_Task description_
Pick out and copy each line of the material below that contains the string "green". Match case exactly.

_Excerpt from a dataset_
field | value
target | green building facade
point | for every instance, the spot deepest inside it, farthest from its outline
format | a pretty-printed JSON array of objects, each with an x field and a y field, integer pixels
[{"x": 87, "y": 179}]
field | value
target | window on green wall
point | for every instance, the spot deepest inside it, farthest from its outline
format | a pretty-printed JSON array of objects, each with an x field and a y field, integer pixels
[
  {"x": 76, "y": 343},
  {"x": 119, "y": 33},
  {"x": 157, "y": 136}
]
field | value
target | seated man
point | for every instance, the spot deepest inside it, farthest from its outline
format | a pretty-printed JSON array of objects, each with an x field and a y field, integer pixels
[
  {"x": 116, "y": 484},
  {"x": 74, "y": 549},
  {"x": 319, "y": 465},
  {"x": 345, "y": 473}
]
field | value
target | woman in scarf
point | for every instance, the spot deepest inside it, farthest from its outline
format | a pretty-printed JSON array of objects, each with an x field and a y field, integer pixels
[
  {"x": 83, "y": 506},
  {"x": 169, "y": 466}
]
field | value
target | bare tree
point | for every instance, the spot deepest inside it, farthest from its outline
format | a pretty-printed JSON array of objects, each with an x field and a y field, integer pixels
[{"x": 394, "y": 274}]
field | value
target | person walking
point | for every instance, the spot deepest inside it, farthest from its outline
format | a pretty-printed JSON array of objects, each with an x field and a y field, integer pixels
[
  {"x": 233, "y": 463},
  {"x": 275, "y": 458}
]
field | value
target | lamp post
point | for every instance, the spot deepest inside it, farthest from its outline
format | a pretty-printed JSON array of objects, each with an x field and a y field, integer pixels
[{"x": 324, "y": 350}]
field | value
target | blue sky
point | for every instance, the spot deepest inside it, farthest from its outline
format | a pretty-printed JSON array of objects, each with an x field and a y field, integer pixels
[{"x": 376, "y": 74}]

_Answer for this exercise_
target | green building facade
target | window on green wall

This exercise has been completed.